_Passage provided_:
== Segment start ==

Is Amazon In Your Stomach Lining?

Well, not exactly.  Except for whatever delicious things you may have shopped for and purchased on Amazon, then no, Amazon is nowhere to be found in your body.  However, some really interesting research is taking place in the Amazon Web Services Cloud by NIH and the results could help your stomach lining stay healthy. You see, it turns out it is really difficult and expensive to pull all the data sets together in one place to analyze and reach useful conclusions about the thousands of species of bacteria, fungi and other microbes that colonize our skin and moist linings of the digestive, respiratory, and urogenital tracts. Yuck.  I hope you are not eating while reading this.

Researchers are just beginning to assess the impact of these microbial inhabitants on health and disease. And they have generated a ton of data trying to figure this out.  In fact, there are now approximately 14 terabytes of sequence data—enough information to fill more than 3,000 standard DVDs. And get this for any of you Bill Nye The Science Guy fans out there:  In total, the microbiome is estimated to be over 100 times larger than the human genome, which itself is not a definite size but in in a perfect world is 3 billion letters or 700 megabytes per person.

== Segment end ==

_Excerpted records_:
== Segment start ==

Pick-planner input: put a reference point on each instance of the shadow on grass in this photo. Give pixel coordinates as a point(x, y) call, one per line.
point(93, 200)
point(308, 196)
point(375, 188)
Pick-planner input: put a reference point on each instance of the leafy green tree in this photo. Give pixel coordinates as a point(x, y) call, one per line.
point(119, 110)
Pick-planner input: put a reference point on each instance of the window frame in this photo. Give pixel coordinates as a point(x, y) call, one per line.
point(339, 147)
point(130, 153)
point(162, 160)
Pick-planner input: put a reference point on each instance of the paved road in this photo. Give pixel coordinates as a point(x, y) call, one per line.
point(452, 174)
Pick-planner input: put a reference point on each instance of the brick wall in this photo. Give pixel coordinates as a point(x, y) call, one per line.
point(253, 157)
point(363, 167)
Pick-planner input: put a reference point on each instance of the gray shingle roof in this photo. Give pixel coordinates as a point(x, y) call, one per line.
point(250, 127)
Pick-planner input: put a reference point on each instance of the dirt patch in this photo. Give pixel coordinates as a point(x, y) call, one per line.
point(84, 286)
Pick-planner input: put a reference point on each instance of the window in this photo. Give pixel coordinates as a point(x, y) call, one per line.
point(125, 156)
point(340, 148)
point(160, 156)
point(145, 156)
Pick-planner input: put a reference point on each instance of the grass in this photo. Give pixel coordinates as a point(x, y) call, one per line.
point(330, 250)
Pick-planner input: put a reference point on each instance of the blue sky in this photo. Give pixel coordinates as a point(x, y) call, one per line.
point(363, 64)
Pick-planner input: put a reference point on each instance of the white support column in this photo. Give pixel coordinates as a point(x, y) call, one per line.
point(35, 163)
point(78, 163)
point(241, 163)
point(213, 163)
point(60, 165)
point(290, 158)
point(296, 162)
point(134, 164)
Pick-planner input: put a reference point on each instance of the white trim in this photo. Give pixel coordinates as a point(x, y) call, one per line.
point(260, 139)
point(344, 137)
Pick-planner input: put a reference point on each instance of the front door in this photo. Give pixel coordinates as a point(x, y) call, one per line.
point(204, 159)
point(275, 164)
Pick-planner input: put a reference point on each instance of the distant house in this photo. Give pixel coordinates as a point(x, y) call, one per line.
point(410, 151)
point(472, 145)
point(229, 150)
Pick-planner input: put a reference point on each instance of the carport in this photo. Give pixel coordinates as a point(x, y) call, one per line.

== Segment end ==

_Brief 1_: Name every tract whose moist linings the microbiome article says are colonized by microbes.
_Brief 2_: Carry the microbiome article forward, starting after its last sentence.
The data can be set aside; it plays no part in what follows.

_Task result 1_: Digestive, respiratory, urogenital

_Task result 2_:
Bottom line: by bringing together data and tools using Amazon Web Services, and due to the initial guidance and expertise provided by DLT Solutions, the National Institute of Allergy and Infectious Diseases (NIAID) will encourage greater scientific collaboration and data sharing, which in turn will help advance science and ideally decrease the rate of disease growth and spread.

And this could make all of our stomach linings feel a little bit better.